In the review comments below on domain-name BIDI wording, what reason is given for why applications can't be expected to display domain names with embedded formatting codes between their labels?

--- START Document section ---

6. "wishes to create rules for the mixing of digits" -> "wishes to 
create rules against the mixing of digits" or "wishes to restrict the 
mixing of digits"

6. "Rules are also specified at the protocol level, but while the 
example above involves right-to-left characters, this is not inherently 
a BIDI problem." -> "This example is not inherently a BIDI problem, so 
such restrictions are not specified at the protocol level."
("Rules are also specified at the protocol level" is inherently vague; 
it seems to mean "Some rules against mixing digits are also specified at 
the protocol level, but only when this is necessary to avoid a BIDI 
problem.")

6. "It is unrealistic to expect that applications will display domain 
names using embedded formatting codes between their labels (for one 
thing, no reliable algorithms for identifying domain names in running 
text exist);": Please add that it is also unrealistic that formatting 
codes are removed before IDNA processing, and that allowing formatting 
codes could lead to many kinds of 'mischief' that would go against the 
two requirements in section 3.

6. "which might surprise someone expecting to see labels displayed in 
hierarchical order.": Please add that this may not be such a big problem 
to general users familiar with BIDI, because they are used to 
seeing/reading a sequuence of RTL units (e.g. words) from right to left.

--- END Document section ---
--- START Information given ---

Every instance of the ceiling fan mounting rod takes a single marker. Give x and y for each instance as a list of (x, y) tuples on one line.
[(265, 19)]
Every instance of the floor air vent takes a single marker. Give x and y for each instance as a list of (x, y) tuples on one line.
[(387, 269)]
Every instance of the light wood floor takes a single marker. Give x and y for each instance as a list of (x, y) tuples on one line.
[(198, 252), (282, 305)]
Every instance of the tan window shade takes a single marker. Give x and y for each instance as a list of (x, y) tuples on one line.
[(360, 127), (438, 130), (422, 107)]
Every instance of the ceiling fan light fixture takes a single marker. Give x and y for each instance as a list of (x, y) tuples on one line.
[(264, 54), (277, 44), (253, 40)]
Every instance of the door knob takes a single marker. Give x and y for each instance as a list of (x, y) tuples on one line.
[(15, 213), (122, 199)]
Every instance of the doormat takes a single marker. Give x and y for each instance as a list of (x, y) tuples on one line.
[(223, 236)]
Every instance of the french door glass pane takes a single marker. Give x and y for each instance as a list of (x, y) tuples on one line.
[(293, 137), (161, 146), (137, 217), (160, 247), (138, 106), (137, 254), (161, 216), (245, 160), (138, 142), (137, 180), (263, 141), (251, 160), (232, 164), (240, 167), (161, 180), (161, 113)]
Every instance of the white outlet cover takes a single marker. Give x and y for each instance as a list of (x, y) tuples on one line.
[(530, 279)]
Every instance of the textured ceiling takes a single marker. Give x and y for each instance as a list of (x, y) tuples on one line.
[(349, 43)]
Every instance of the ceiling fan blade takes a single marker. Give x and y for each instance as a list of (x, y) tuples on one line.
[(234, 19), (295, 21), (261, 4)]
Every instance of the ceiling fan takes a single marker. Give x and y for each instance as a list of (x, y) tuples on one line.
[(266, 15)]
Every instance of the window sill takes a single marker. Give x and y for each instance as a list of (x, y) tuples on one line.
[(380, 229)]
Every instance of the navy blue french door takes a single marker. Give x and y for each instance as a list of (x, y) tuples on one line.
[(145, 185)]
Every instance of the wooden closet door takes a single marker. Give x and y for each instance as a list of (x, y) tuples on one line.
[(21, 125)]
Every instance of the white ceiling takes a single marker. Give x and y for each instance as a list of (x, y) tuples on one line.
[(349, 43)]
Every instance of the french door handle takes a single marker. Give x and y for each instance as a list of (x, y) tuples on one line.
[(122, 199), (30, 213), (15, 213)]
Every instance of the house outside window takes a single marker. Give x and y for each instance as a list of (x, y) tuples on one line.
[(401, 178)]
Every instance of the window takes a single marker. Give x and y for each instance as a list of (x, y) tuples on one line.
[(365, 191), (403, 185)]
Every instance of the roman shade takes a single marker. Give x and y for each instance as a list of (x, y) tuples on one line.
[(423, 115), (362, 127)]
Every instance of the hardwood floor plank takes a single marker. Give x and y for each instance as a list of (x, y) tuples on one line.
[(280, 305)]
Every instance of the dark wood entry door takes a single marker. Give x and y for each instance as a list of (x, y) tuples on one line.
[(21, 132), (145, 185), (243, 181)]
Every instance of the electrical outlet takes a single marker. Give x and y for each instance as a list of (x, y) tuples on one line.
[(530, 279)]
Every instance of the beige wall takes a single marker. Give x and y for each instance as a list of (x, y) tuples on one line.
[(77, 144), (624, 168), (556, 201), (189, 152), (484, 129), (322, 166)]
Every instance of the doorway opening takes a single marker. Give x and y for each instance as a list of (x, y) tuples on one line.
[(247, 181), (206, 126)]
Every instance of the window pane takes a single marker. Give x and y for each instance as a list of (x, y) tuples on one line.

--- END Information given ---

Reply to the exercise
No reliable algorithms exist for identifying domain names in running text.